### Okuma Metni ###

KÜÇÜK ŞEYLER
KÜÇÜK AMA BİR O KADAR BÜYÜK ŞEYLER
Neden yapılır kavgalar hiç düşündünüz mü? Sıkıntıdan mı? Yoksa sorumlu olduğumuz şeylerden kaçmak için mi?...
Neden kalpler kırarız? Bilerek bazı davranışları neden yaparız? Karşımızdakinin duygularını düşünmeden, nerden cesaret alırız da bir anda parlarız? Hiç düşündük mü?...Bunları yaparken hiç düşünmedik de, sonra neden özür dileriz. “Bir daha yapmam” gibilerinden gönüllerini teselliye çalışırız.
Neden mi?
Çünkü;
Bazen özgür olmak isteriz. Hayat bizi sıkmıştır. Boğulur gibi oluruz. Hep aynı şeylerden sıkılmışızdır. Farklı şeyler yaşamak isteriz. Bir günümüz diğerine benzemesin isteriz. Yani aslında bu “monotonluktur” bir deyişle...
Özgür bırakmalıyız kendimizi. Yaşadığımız düzenden sıyrılıp, rahat bırakmalıyız kendimizi. Hayatın tuzu-biberi denilen şeylerden uzak kalmalıyız. Nefes almalıyız. Yaşadığımız için şükretmeliyiz. Zaman ayırmalıyız kendimize. Ya da o zamanı yaratmalıyız...

###

### Yazılı Alıştırma
"Küçük şeyler" metnini okuyup şu soruları yanıtlayın:
(a) Metne göre düşünmeden kalp kırdıktan sonra ne yaparız?
(b) Bir günümüzün diğerine benzememesini isteyişimiz metinde hangi kelimeyle adlandırılıyor?
(c) Metin, kendimize neyi ayırmamız gerektiğini söylüyor?
Yanıtlar için yalnızca metinde yazanlara dayanın.

### Verilen Bilgiler ###

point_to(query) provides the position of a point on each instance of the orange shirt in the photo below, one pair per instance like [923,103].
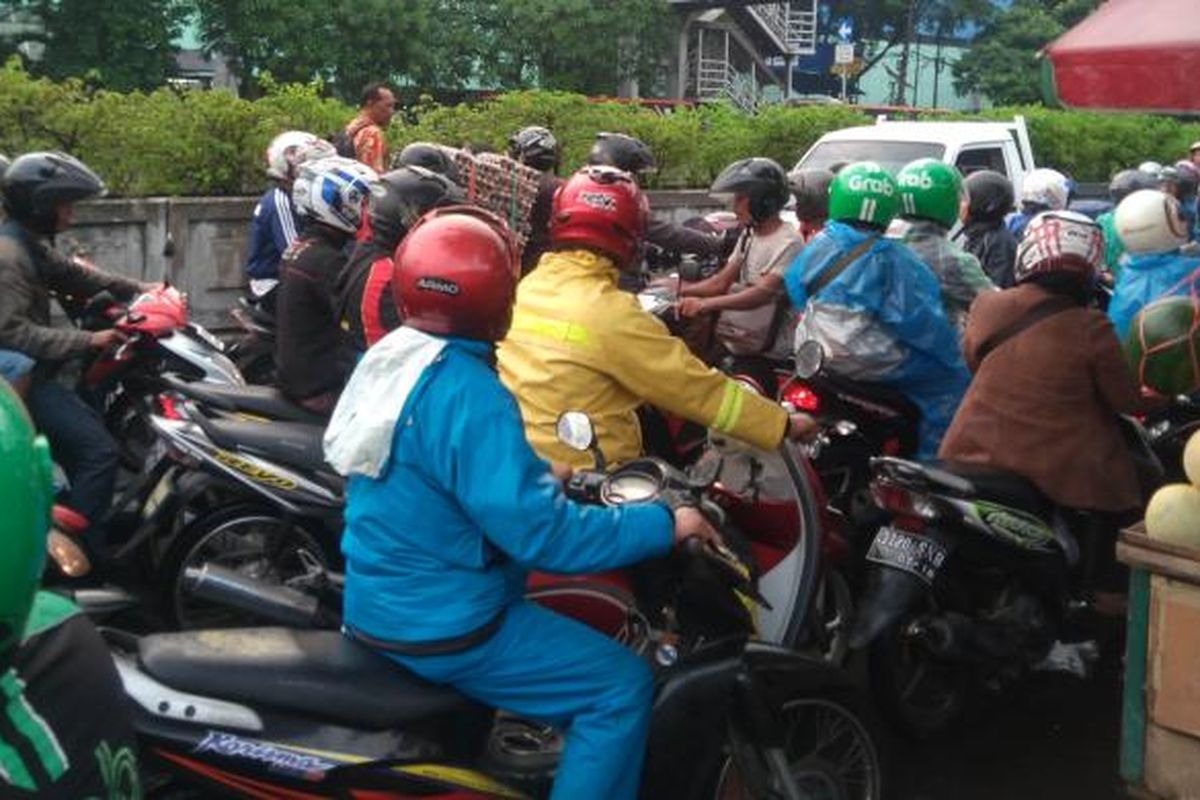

###

### Görevin Yanıtı
(a) Özür dileriz ve "Bir daha yapmam" gibi sözlerle gönüllerini teselli etmeye çalışırız.
(b) Monotonluk.
(c) Zaman.